**Requisito 1:** Transcreva o trecho do texto sobre a história da Unesp, começando em "A mobilização da comunidade acadêmica" e seguindo até "cargo de reitor.".
**Requisito 2:** Segundo o texto sobre a história da Unesp, quem apresentou a Proposta de Emenda Constitucional 05/83?
**Requisito 3:** Dê prosseguimento ao texto sobre a história da Unesp a partir do ponto em que ele termina.

**Trecho do texto:**
-=-=-=-=-

Nasceu de uma canetada do governador Paulo Egydio (1928-2021), que decidiu reunir os antigos "institutos isolados" e nomeou como primeiro reitor Luiz Ferreira Martins (1935-2021), então coordenador da Cesesp (Coordenadoria do Ensino Superior do Estado de São Paulo). Martins remanejou docentes e rearranjou cursos, fechou disciplinas e departamentos. Um conselho provisório, composto pelos diretores das diversas unidades, elaborou o estatuto da universidade, sem diálogo com os segmentos acadêmicos. Eram tempos nebulosos, marcados pelo autoritarismo.
Um clima de democracia
Em 1982, o cenário político começou a mudar, pois foi quando ocorreram as primeiras eleições diretas para o cargo de governador desde 1966. Nos três maiores colégios eleitorais do país, SP, RJ e MG, foram eleitos candidatos de oposição ao governo militar. Foi nesse clima que a oposição começou a acalentar o sonho de eleições diretas para presidente em 1985, o ano que marcaria, em definitivo, o retorno do poder às mãos dos civis. Manifestações pedindo voto popular se espalharam pelo país, escalando ao Congresso Nacional com a Proposta de Emenda Constitucional 05/83, apresentada pelo parlamentar Dante de Oliveira, que estipulava o voto direto para as eleições em 1985.
Em 1983, o clima contagiou o campus de Assis: docentes do ILHPA (Instituto de Letras, História e Psicologia de Assis) discutiam a possibilidade de que a eleição do próximo diretor da unidade se desse por meio do voto direto, e compartilharam essa visão com a comunidade por meio de um boletim informativo.
Em medos de junho de 1983, ocorreu a votação para diretor do ILHPA, conduzida com apoio da Associação de Docentes da Unesp (Adunesp). O reitor, que nomeava os diretores na época, ignorou a votação, e o núcleo da Adunesp, então, emitiu uma nota repudiando a escolha e clamando pela mobilização da comunidade.
A mobilização da comunidade acadêmica em Assis foi recebida com mensagens de apoio por parte da UNE (União Nacional dos Estudantes) e da Andes (Associação Nacional de Docentes de Ensino Superior). Também criou o clima político para que docentes ligados à Adunesp decidissem arriscar um passo mais ousado: chamar uma mobilização geral da universidade pela eleição direta para o cargo de reitor.

-=-=-=-=-

**Dados fornecidos:**
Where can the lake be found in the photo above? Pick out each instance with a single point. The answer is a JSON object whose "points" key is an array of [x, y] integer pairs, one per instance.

-=-=-=-=-

**Resposta 1:**
A mobilização da comunidade acadêmica em Assis foi recebida com mensagens de apoio por parte da UNE (União Nacional dos Estudantes) e da Andes (Associação Nacional de Docentes de Ensino Superior). Também criou o clima político para que docentes ligados à Adunesp decidissem arriscar um passo mais ousado: chamar uma mobilização geral da universidade pela eleição direta para o cargo de reitor.

**Resposta 2:** O parlamentar Dante de Oliveira.

**Resposta 3:**
As diretas estão no ar
No fim de 1983, alunos, docentes e servidores puderam se manifestar na consulta organizada pela Adunesp. William Saad Hossne, do campus de Botucatu, teve mais de 7,3 mil votos; Nilo Odália, ex-presidente da Adunesp e ex-diretor do campus de Araraquara, 3,7 mil. No entanto, o Conselho Universitário, controlado pelo reitor, deu de ombros para o pleito. Ninguém entendeu nada. Ao mesmo tempo, todo mundo entendeu tudo. Composto majoritariamente por acadêmicos alinhados à reitoria, o Colégio Eleitoral não queria ouvir a comunidade unespiana.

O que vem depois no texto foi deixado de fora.